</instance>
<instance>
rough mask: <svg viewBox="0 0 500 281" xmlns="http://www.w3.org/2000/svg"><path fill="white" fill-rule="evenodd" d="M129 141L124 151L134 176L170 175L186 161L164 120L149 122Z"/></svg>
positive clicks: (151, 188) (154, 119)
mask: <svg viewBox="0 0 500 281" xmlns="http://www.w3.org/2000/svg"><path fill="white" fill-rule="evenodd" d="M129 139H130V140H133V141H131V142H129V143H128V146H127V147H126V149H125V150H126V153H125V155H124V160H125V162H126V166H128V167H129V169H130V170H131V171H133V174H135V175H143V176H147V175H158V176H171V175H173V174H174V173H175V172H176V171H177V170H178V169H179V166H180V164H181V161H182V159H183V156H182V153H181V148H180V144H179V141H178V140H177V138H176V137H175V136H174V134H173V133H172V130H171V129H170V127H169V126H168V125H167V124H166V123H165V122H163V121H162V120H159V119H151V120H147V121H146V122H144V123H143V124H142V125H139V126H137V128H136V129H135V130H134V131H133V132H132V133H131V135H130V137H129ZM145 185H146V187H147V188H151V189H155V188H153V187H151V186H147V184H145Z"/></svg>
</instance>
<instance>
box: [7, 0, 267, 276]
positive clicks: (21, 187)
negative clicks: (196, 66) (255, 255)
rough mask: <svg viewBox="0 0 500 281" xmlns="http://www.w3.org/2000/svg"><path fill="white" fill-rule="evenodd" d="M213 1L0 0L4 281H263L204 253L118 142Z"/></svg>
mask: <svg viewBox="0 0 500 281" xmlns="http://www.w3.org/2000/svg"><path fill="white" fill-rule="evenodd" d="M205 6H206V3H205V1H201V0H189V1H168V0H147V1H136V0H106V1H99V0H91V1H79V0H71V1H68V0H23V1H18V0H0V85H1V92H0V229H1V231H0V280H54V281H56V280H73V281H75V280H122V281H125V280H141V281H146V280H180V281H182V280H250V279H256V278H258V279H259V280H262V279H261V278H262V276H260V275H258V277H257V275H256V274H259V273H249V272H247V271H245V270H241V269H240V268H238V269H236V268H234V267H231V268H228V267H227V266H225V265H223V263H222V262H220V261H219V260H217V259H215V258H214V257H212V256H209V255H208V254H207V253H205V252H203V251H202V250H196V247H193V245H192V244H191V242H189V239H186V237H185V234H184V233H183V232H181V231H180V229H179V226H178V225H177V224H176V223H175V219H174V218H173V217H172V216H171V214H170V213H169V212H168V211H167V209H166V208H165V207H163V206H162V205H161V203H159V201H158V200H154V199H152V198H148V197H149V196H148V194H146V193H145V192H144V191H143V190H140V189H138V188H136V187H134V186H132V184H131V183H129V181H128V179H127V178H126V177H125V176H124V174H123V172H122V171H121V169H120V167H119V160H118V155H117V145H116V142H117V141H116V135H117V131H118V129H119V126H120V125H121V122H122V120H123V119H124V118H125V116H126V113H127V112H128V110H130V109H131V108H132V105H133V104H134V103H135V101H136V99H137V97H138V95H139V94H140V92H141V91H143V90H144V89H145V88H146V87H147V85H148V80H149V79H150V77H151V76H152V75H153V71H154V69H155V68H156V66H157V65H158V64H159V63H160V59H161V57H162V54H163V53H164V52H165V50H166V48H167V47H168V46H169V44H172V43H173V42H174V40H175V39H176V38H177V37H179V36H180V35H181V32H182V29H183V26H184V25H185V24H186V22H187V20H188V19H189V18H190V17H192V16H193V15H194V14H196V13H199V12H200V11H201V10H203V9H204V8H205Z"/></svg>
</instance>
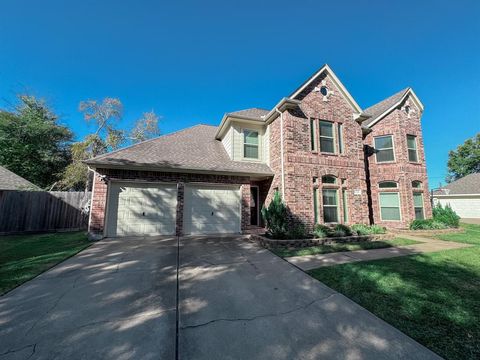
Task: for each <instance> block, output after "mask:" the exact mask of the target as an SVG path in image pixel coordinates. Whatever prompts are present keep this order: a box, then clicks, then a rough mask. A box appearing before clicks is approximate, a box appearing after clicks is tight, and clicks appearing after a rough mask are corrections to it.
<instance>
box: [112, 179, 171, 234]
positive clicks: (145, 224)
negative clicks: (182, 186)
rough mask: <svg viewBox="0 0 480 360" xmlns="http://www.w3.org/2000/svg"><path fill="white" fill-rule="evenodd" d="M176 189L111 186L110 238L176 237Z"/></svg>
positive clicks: (139, 186)
mask: <svg viewBox="0 0 480 360" xmlns="http://www.w3.org/2000/svg"><path fill="white" fill-rule="evenodd" d="M176 209H177V185H176V184H174V185H169V184H154V183H149V184H139V183H120V182H112V183H111V184H110V189H109V199H108V213H107V236H113V237H115V236H150V235H173V234H175V219H176Z"/></svg>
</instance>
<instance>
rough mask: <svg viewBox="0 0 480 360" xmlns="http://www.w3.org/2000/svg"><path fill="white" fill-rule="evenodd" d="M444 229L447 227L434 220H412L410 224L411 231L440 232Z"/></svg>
mask: <svg viewBox="0 0 480 360" xmlns="http://www.w3.org/2000/svg"><path fill="white" fill-rule="evenodd" d="M446 228H447V225H445V224H444V223H442V222H440V221H437V220H435V219H425V220H413V221H412V223H411V224H410V229H411V230H441V229H446Z"/></svg>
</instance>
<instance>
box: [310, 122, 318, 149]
mask: <svg viewBox="0 0 480 360" xmlns="http://www.w3.org/2000/svg"><path fill="white" fill-rule="evenodd" d="M316 136H317V127H316V122H315V120H313V119H311V120H310V146H311V148H312V151H316V150H317V139H316Z"/></svg>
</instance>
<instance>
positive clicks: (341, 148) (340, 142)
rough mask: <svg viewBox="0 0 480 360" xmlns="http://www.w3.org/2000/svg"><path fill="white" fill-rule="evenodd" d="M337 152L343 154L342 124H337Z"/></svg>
mask: <svg viewBox="0 0 480 360" xmlns="http://www.w3.org/2000/svg"><path fill="white" fill-rule="evenodd" d="M338 152H339V153H340V154H343V125H342V124H338Z"/></svg>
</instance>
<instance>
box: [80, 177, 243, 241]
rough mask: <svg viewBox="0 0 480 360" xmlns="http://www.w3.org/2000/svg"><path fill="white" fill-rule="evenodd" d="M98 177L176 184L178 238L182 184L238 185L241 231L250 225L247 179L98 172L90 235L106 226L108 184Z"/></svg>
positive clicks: (182, 218) (177, 232)
mask: <svg viewBox="0 0 480 360" xmlns="http://www.w3.org/2000/svg"><path fill="white" fill-rule="evenodd" d="M99 175H106V177H107V178H108V179H109V180H128V181H131V180H139V181H152V182H172V183H178V184H179V186H178V194H177V200H178V202H177V223H176V232H177V235H181V234H182V228H183V217H182V215H183V201H184V183H189V182H203V183H215V184H239V185H241V194H242V217H241V221H242V230H245V229H246V228H247V227H248V225H249V224H250V179H249V177H247V176H227V175H208V174H187V173H168V172H155V171H135V170H116V169H115V170H114V169H97V174H96V176H95V180H94V188H93V194H92V208H91V218H90V224H89V232H90V233H92V234H97V235H102V234H103V230H104V223H105V209H106V204H107V183H106V182H105V181H103V180H102V179H101V176H99Z"/></svg>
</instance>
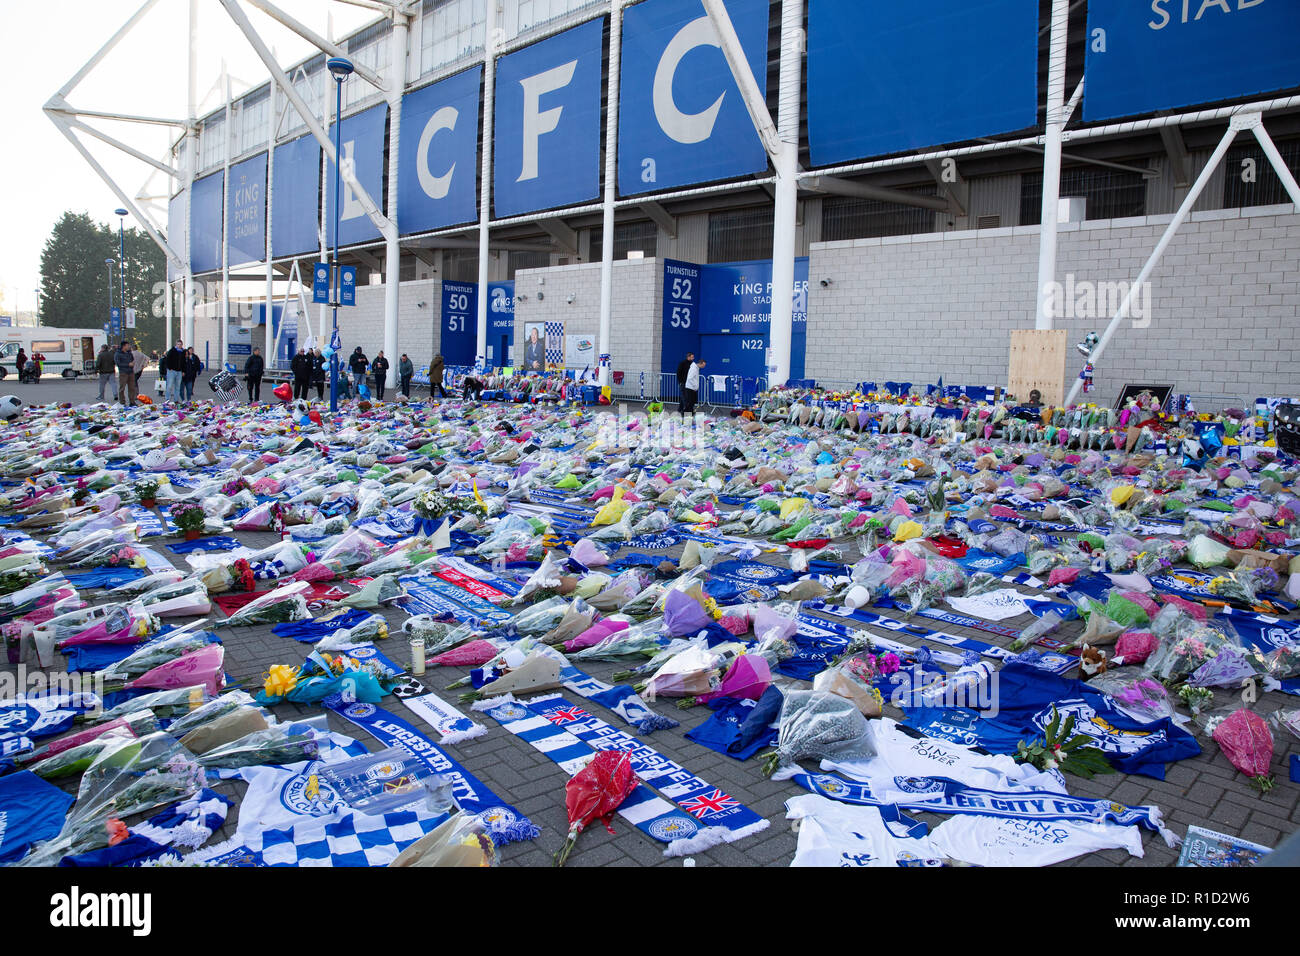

#### REQUIRED WORK:
Please copy all the items above word for word, but leave the pictures out of your copy.

#### RESPONSE AREA:
</instance>
<instance>
rough mask: <svg viewBox="0 0 500 281" xmlns="http://www.w3.org/2000/svg"><path fill="white" fill-rule="evenodd" d="M129 141L124 151L134 176L170 175L186 161L164 120L149 122Z"/></svg>
positive clicks: (151, 188) (154, 119)
mask: <svg viewBox="0 0 500 281" xmlns="http://www.w3.org/2000/svg"><path fill="white" fill-rule="evenodd" d="M129 139H130V140H133V141H131V142H129V143H128V146H127V147H126V149H125V150H126V153H125V155H124V160H125V162H126V166H128V167H129V169H130V170H131V171H133V174H135V175H143V176H147V175H158V176H171V175H173V174H174V173H175V172H176V171H177V170H178V169H179V166H180V164H181V161H182V159H183V156H182V153H181V148H180V144H179V141H178V140H177V138H176V137H175V136H174V134H173V133H172V130H171V129H170V127H169V126H168V125H167V124H166V123H165V122H163V121H162V120H159V119H151V120H147V121H146V122H144V123H143V124H142V125H139V126H137V128H136V129H135V130H134V131H133V132H132V133H131V135H130V137H129ZM145 185H146V187H147V188H151V189H155V188H153V187H151V186H147V184H145Z"/></svg>
</instance>
<instance>
box: [7, 0, 267, 276]
positive clicks: (21, 187)
negative clicks: (196, 66) (255, 255)
rough mask: <svg viewBox="0 0 500 281" xmlns="http://www.w3.org/2000/svg"><path fill="white" fill-rule="evenodd" d="M213 1L0 0L4 281H263L204 253L118 142Z"/></svg>
mask: <svg viewBox="0 0 500 281" xmlns="http://www.w3.org/2000/svg"><path fill="white" fill-rule="evenodd" d="M205 6H206V3H205V1H201V0H189V1H168V0H147V1H136V0H106V1H99V0H91V1H79V0H71V1H68V0H23V1H18V0H0V85H1V92H0V229H1V231H0V280H54V281H56V280H73V281H75V280H122V281H125V280H141V281H146V280H180V281H182V280H250V279H256V278H258V279H259V280H262V279H261V278H262V276H260V275H258V277H257V275H256V274H259V273H249V272H247V271H245V270H241V269H240V268H238V269H236V268H234V267H231V268H228V267H227V266H225V265H223V263H222V262H220V261H219V260H217V259H215V258H214V257H212V256H209V255H208V254H207V253H205V252H203V251H202V250H196V247H193V245H192V244H191V242H189V239H186V237H185V234H184V233H183V232H181V231H180V229H179V226H178V225H177V224H176V223H175V219H174V218H173V217H172V216H171V214H170V213H169V212H168V211H167V209H166V208H165V207H163V206H162V205H161V203H159V201H158V200H154V199H152V198H148V197H149V196H148V194H146V193H145V192H144V191H143V190H140V189H138V188H136V187H134V186H132V184H131V183H129V181H128V179H127V178H126V177H125V176H124V174H123V172H122V171H121V169H120V167H119V160H118V155H117V145H116V142H117V141H116V135H117V131H118V129H119V126H120V125H121V122H122V120H123V119H124V118H125V116H126V113H127V112H128V110H130V109H131V108H132V105H133V104H134V103H135V101H136V99H137V97H138V95H139V94H140V92H141V91H143V90H144V89H145V88H146V87H147V85H148V80H149V79H150V77H151V76H152V75H153V71H154V69H155V68H156V66H157V65H158V64H159V63H160V59H161V57H162V54H163V53H164V52H165V50H166V48H167V47H168V46H169V44H172V43H173V42H174V40H175V39H176V38H177V37H179V36H180V35H181V32H182V29H183V26H184V25H185V24H186V22H187V20H188V19H189V18H190V17H192V16H193V15H194V14H196V13H199V12H200V11H201V10H203V9H204V8H205Z"/></svg>
</instance>
Task: for each <instance> block, output after "mask:" the exact mask of the target as an SVG path in image pixel coordinates. Whatever prompts are present keep this order: a box, then clicks, then a rough mask. A box appearing before clicks is approximate, a box appearing after clicks is tight, and clicks appearing after a rough mask are corrections to it.
<instance>
box: [112, 179, 171, 234]
positive clicks: (145, 224)
negative clicks: (182, 186)
rough mask: <svg viewBox="0 0 480 360" xmlns="http://www.w3.org/2000/svg"><path fill="white" fill-rule="evenodd" d="M176 189L111 186L110 238L176 237Z"/></svg>
positive clicks: (139, 186)
mask: <svg viewBox="0 0 480 360" xmlns="http://www.w3.org/2000/svg"><path fill="white" fill-rule="evenodd" d="M176 209H177V185H176V184H174V185H169V184H154V183H149V184H139V183H120V182H112V183H111V184H110V189H109V199H108V213H107V236H113V237H115V236H150V235H173V234H175V219H176Z"/></svg>
</instance>
<instance>
rough mask: <svg viewBox="0 0 480 360" xmlns="http://www.w3.org/2000/svg"><path fill="white" fill-rule="evenodd" d="M444 229L447 227L434 220H412L410 224L411 231L440 232Z"/></svg>
mask: <svg viewBox="0 0 480 360" xmlns="http://www.w3.org/2000/svg"><path fill="white" fill-rule="evenodd" d="M446 228H447V225H445V224H444V223H442V222H440V221H437V220H435V219H425V220H413V221H412V223H411V224H410V229H411V230H441V229H446Z"/></svg>
</instance>
<instance>
box: [310, 122, 318, 149]
mask: <svg viewBox="0 0 480 360" xmlns="http://www.w3.org/2000/svg"><path fill="white" fill-rule="evenodd" d="M316 136H317V127H316V122H315V120H313V119H311V120H310V146H311V148H312V151H316V150H317V139H316Z"/></svg>
</instance>
<instance>
positive clicks: (341, 148) (340, 142)
rough mask: <svg viewBox="0 0 480 360" xmlns="http://www.w3.org/2000/svg"><path fill="white" fill-rule="evenodd" d="M337 152L343 154L342 124H337Z"/></svg>
mask: <svg viewBox="0 0 480 360" xmlns="http://www.w3.org/2000/svg"><path fill="white" fill-rule="evenodd" d="M338 152H339V153H340V154H343V125H342V124H338Z"/></svg>
</instance>
<instance>
box: [80, 177, 243, 241]
rough mask: <svg viewBox="0 0 480 360" xmlns="http://www.w3.org/2000/svg"><path fill="white" fill-rule="evenodd" d="M98 177L176 184L178 238L182 184L238 185L241 231L250 225L247 179L98 172L90 235L106 226L108 184Z"/></svg>
positive clicks: (182, 218) (177, 232)
mask: <svg viewBox="0 0 480 360" xmlns="http://www.w3.org/2000/svg"><path fill="white" fill-rule="evenodd" d="M99 175H106V177H107V178H108V179H109V180H128V181H131V180H139V181H152V182H172V183H178V184H179V186H178V194H177V200H178V202H177V223H176V232H177V235H181V234H182V228H183V217H182V215H183V201H184V183H189V182H203V183H215V184H239V185H241V194H242V217H241V221H242V230H245V229H246V228H247V227H248V225H249V224H250V179H249V177H247V176H227V175H208V174H187V173H168V172H155V171H135V170H116V169H115V170H114V169H97V174H96V176H95V180H94V188H93V194H92V208H91V218H90V224H89V232H90V233H92V234H97V235H102V234H103V230H104V223H105V209H106V204H107V183H106V182H105V181H103V180H102V179H101V176H99Z"/></svg>
</instance>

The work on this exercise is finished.